### The records
□ □ □ □ □ □ □

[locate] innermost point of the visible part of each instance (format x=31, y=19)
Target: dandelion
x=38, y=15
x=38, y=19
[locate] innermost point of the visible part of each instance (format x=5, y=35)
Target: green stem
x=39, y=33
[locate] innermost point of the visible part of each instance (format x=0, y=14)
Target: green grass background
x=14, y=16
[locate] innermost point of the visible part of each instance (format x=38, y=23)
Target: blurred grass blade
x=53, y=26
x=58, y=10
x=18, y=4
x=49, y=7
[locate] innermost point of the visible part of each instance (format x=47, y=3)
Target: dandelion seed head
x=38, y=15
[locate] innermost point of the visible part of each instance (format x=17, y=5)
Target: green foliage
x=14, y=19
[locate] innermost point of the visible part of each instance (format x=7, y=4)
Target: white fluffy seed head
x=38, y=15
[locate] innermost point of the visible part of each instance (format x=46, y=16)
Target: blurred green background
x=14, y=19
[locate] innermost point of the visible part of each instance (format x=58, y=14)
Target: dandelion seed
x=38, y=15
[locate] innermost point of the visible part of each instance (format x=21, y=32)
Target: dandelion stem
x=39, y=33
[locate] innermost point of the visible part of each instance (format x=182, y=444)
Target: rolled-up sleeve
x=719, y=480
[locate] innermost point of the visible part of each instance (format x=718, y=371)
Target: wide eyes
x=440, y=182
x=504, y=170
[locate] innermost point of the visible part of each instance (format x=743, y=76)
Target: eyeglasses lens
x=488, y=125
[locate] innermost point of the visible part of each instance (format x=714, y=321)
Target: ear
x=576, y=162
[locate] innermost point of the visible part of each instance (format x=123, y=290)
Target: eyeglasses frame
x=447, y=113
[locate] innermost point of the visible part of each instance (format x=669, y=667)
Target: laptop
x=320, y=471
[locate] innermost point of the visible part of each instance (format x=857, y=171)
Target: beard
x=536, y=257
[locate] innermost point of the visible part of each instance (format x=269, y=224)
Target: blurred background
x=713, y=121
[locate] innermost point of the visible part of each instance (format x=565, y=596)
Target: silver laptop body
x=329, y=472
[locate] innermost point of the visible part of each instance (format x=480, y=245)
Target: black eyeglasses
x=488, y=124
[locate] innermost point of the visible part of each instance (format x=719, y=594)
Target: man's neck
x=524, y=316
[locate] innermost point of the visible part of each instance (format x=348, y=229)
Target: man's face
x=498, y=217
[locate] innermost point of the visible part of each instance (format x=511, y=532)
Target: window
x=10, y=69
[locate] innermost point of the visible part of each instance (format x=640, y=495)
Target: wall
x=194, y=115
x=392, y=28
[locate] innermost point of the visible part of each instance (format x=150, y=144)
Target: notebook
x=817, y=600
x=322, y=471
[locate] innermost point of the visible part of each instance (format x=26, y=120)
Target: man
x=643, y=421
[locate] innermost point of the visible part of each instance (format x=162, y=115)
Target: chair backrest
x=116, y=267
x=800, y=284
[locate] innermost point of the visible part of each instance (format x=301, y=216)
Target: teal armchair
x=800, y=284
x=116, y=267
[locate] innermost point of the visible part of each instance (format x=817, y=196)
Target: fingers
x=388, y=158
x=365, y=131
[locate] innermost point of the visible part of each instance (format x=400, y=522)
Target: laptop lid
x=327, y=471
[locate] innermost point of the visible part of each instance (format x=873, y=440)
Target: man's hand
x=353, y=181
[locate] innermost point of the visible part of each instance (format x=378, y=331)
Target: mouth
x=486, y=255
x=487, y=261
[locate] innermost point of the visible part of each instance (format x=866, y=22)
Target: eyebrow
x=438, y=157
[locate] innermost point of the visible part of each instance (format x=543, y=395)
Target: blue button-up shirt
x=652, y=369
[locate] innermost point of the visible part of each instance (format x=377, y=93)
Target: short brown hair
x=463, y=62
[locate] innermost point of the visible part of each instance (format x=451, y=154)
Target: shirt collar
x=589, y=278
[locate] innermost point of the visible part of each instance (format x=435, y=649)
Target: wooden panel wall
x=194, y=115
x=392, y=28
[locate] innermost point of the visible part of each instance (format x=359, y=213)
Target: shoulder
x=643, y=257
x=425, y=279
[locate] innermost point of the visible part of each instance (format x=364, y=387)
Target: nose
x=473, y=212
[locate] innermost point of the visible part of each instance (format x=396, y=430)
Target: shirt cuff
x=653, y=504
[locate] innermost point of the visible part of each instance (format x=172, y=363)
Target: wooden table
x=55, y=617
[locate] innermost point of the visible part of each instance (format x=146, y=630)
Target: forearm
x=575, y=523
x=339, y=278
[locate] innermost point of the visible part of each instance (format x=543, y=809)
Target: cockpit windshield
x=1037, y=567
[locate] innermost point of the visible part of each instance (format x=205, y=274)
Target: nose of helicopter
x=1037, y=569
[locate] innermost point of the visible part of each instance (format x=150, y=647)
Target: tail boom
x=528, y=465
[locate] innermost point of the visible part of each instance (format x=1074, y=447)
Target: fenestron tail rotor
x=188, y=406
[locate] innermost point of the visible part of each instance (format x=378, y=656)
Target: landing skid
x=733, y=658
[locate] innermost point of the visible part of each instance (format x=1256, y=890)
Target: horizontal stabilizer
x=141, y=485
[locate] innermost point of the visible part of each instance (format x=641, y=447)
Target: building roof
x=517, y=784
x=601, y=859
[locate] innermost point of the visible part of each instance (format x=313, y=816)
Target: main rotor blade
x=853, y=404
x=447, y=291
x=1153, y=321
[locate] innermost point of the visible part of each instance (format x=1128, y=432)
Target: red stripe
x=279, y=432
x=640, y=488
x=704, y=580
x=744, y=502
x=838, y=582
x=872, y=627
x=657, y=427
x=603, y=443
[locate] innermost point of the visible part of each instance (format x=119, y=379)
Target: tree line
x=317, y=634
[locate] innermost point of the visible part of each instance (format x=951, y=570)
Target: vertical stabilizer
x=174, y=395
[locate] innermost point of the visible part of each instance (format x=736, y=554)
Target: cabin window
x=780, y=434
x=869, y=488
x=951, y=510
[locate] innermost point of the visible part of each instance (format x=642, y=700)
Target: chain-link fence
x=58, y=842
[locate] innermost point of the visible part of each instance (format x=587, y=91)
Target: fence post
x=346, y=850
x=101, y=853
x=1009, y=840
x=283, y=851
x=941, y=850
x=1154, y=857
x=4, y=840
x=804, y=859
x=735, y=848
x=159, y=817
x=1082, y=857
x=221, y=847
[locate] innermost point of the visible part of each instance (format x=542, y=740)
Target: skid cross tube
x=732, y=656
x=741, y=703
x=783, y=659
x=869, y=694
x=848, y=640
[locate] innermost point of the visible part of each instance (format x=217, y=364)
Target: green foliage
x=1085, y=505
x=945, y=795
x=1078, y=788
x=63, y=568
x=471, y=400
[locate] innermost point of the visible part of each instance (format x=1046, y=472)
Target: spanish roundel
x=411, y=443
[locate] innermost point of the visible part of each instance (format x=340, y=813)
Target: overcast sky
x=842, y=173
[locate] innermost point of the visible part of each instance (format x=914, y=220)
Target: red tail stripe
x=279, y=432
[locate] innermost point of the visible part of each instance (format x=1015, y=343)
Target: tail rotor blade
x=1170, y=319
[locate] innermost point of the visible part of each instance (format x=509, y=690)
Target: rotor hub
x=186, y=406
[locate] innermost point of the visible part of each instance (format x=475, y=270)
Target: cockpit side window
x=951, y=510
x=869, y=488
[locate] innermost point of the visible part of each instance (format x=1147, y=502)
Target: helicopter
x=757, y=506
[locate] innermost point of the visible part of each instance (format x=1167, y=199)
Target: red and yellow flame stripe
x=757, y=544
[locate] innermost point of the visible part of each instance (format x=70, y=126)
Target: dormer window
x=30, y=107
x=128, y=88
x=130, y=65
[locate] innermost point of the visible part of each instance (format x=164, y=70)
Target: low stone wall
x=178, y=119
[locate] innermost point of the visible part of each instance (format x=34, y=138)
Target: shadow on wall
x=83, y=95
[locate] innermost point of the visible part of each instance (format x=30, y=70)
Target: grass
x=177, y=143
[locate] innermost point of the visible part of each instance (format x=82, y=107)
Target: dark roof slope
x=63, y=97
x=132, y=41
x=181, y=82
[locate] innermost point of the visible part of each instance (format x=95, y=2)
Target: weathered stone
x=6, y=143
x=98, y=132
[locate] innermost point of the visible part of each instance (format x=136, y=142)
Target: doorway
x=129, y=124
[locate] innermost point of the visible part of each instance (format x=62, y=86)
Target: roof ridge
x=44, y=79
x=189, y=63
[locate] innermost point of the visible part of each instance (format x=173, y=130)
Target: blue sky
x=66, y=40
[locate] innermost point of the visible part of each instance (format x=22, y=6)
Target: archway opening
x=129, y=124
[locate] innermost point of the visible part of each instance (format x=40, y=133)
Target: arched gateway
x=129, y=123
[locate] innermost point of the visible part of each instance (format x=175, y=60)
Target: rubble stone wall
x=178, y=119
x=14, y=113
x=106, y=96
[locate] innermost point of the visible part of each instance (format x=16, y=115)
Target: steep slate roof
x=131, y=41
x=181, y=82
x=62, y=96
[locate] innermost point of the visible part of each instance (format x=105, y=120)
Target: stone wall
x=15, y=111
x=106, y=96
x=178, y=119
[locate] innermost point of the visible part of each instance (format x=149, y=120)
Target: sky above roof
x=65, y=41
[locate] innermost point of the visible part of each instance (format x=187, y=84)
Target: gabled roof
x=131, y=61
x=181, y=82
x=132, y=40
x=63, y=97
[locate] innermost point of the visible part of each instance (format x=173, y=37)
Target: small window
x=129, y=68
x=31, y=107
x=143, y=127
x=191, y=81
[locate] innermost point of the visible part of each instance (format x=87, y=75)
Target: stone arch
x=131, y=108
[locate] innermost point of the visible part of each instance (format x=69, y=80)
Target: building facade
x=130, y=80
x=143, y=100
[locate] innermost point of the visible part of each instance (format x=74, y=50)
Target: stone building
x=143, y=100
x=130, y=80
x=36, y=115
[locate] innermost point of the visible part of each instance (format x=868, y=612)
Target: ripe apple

□ □ □ □ □ □ □

### Exercise
Reproduce word for word the lines from the one containing "(format x=21, y=32)" to the one containing "x=719, y=480", including both of those lines.

### Full output
[locate] innermost point of the visible part of each instance (format x=21, y=32)
Target: dandelion stem
x=39, y=33
[locate] innermost point of the visible part of each instance (format x=182, y=444)
Target: rolled-up sleeve
x=719, y=480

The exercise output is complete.